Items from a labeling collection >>
┄┄┄┄┄┄┄┄┄┄┄┄┄┄┄┄┄┄┄┄

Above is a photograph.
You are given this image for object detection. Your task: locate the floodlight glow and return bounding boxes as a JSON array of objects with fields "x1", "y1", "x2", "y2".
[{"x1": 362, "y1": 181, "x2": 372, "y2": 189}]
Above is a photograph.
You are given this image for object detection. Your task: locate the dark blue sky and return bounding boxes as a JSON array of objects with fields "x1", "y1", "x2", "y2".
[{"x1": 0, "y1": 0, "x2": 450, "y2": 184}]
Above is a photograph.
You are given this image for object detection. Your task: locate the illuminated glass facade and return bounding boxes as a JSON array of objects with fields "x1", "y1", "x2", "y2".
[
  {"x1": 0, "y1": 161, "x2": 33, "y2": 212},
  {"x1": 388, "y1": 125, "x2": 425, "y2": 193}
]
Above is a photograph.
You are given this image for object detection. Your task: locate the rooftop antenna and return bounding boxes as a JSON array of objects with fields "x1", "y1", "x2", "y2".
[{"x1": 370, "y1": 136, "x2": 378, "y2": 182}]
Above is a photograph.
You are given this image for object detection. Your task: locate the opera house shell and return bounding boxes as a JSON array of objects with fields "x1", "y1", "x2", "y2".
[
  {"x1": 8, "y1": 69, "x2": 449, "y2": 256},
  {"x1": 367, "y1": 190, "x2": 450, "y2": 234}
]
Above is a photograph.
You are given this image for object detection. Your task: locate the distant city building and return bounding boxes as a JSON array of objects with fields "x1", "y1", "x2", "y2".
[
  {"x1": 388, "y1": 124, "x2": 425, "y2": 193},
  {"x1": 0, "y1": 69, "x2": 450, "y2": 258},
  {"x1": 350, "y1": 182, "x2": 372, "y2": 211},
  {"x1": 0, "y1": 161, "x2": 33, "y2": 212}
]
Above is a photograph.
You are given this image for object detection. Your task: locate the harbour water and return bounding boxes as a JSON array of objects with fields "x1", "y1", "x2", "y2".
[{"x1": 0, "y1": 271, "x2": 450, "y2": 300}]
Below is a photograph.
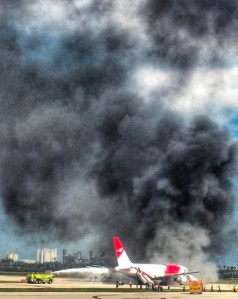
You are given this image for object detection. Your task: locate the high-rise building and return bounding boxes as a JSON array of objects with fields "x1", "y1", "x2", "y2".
[
  {"x1": 36, "y1": 248, "x2": 57, "y2": 264},
  {"x1": 6, "y1": 252, "x2": 18, "y2": 262}
]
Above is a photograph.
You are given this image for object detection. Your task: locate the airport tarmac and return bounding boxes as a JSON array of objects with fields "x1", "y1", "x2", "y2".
[
  {"x1": 0, "y1": 292, "x2": 238, "y2": 299},
  {"x1": 0, "y1": 275, "x2": 238, "y2": 299}
]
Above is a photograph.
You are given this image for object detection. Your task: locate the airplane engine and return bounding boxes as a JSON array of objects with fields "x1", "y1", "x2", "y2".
[{"x1": 174, "y1": 275, "x2": 188, "y2": 284}]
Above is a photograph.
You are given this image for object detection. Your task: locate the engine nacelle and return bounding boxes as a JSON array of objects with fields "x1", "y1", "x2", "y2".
[{"x1": 174, "y1": 275, "x2": 188, "y2": 284}]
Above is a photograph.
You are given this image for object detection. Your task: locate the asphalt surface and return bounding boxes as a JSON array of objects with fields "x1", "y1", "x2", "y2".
[{"x1": 0, "y1": 275, "x2": 238, "y2": 299}]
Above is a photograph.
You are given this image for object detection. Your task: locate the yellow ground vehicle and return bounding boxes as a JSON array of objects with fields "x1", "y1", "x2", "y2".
[
  {"x1": 189, "y1": 280, "x2": 203, "y2": 294},
  {"x1": 26, "y1": 273, "x2": 54, "y2": 283}
]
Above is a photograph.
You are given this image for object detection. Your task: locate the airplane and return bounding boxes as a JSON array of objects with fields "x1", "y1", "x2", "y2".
[
  {"x1": 53, "y1": 237, "x2": 198, "y2": 287},
  {"x1": 113, "y1": 237, "x2": 198, "y2": 287}
]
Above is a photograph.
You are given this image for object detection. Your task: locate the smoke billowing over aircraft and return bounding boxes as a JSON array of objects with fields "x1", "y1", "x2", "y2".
[{"x1": 0, "y1": 0, "x2": 237, "y2": 282}]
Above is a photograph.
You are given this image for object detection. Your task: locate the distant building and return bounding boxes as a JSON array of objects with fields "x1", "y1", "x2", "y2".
[
  {"x1": 36, "y1": 248, "x2": 57, "y2": 264},
  {"x1": 21, "y1": 259, "x2": 36, "y2": 264},
  {"x1": 6, "y1": 252, "x2": 18, "y2": 262}
]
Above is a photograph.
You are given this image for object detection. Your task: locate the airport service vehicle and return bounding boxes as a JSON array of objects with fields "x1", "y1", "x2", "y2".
[
  {"x1": 113, "y1": 237, "x2": 197, "y2": 286},
  {"x1": 189, "y1": 280, "x2": 203, "y2": 294},
  {"x1": 26, "y1": 273, "x2": 54, "y2": 283}
]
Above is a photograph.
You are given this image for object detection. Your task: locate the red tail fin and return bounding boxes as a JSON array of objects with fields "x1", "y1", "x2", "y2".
[{"x1": 113, "y1": 237, "x2": 132, "y2": 267}]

┄┄┄┄┄┄┄┄┄┄┄┄┄┄┄┄┄┄┄┄

Your objective >> Return each line in the material above that contains the word "distant".

Result below >>
You are given this image for object detection. Your task: locate the distant city building and return bounding boxes as a JSON array of objects with fields "x1", "y1", "x2", "y2".
You are given this image for object detection. Your task: locate the distant building and return bounding boxes as a JSON array of objects with fields "x1", "y1", "x2", "y2".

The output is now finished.